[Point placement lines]

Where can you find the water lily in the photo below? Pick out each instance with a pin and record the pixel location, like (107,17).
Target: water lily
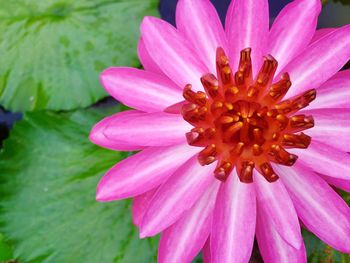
(242,132)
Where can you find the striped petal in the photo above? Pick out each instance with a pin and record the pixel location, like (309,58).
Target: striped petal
(325,159)
(273,199)
(177,195)
(147,129)
(318,206)
(234,220)
(140,204)
(172,53)
(320,61)
(332,126)
(146,60)
(247,25)
(142,172)
(182,241)
(200,24)
(292,30)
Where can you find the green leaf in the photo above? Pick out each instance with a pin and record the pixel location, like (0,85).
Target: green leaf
(52,51)
(319,252)
(5,249)
(49,172)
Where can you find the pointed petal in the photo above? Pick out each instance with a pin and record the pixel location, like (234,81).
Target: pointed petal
(177,195)
(142,171)
(182,241)
(321,33)
(200,24)
(140,204)
(318,206)
(339,183)
(292,30)
(172,53)
(139,89)
(272,246)
(332,126)
(273,199)
(325,159)
(99,138)
(206,252)
(320,61)
(234,220)
(148,129)
(334,93)
(247,25)
(146,60)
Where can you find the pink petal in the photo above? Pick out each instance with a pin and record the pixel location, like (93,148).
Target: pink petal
(292,30)
(146,60)
(339,183)
(325,159)
(148,129)
(177,195)
(247,25)
(273,199)
(332,126)
(206,252)
(272,246)
(318,206)
(140,204)
(98,137)
(139,89)
(172,53)
(334,93)
(200,24)
(234,220)
(182,241)
(142,171)
(321,33)
(320,61)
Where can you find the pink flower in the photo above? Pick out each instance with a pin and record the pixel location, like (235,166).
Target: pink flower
(229,162)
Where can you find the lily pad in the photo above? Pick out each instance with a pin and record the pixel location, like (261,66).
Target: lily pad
(49,172)
(53,51)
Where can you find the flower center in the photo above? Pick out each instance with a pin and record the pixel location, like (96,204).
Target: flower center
(242,122)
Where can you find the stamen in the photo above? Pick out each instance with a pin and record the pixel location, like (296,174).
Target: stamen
(281,156)
(257,150)
(268,172)
(211,85)
(208,155)
(246,172)
(301,122)
(233,129)
(223,69)
(267,72)
(280,88)
(245,123)
(199,97)
(223,170)
(244,74)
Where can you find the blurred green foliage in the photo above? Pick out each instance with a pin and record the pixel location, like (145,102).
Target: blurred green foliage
(48,210)
(53,51)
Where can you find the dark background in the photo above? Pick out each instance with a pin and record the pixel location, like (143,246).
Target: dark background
(334,14)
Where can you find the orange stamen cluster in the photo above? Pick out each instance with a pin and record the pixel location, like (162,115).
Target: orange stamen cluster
(242,122)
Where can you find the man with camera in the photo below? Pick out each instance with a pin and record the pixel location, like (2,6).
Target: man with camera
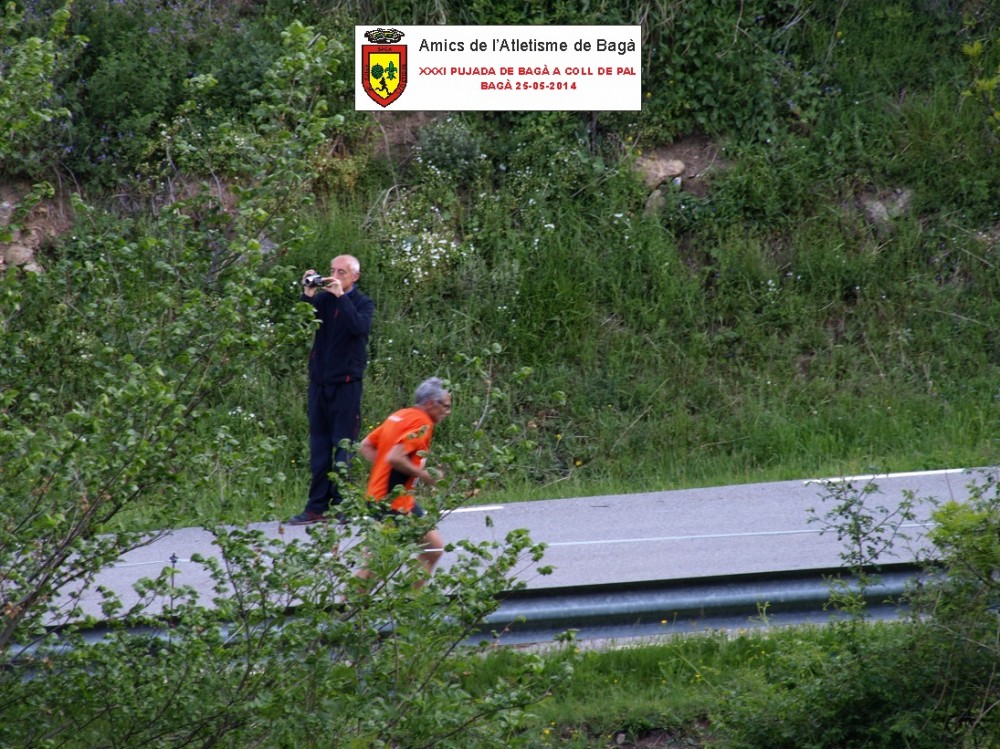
(337,364)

What to produce - Please rewrite the lines from the one containing "Where can you find the orange" through the end of the records, keeping the request lines and their sample coordinates as they are and omitting the pictures. Multiply every answer coordinate by 2.3 and round to the nearest whole number, with halves rounded up.

The response -
Where can you find the orange stamen cluster in the photo above? Pick out each instance with a pin and record the pixel location, like (162,115).
Target: orange stamen cluster
(557,281)
Where can you find the man with camera in the photo below? Pick out each instance with a pin and record the pixel location, like (2,6).
Target: man with camera
(775,837)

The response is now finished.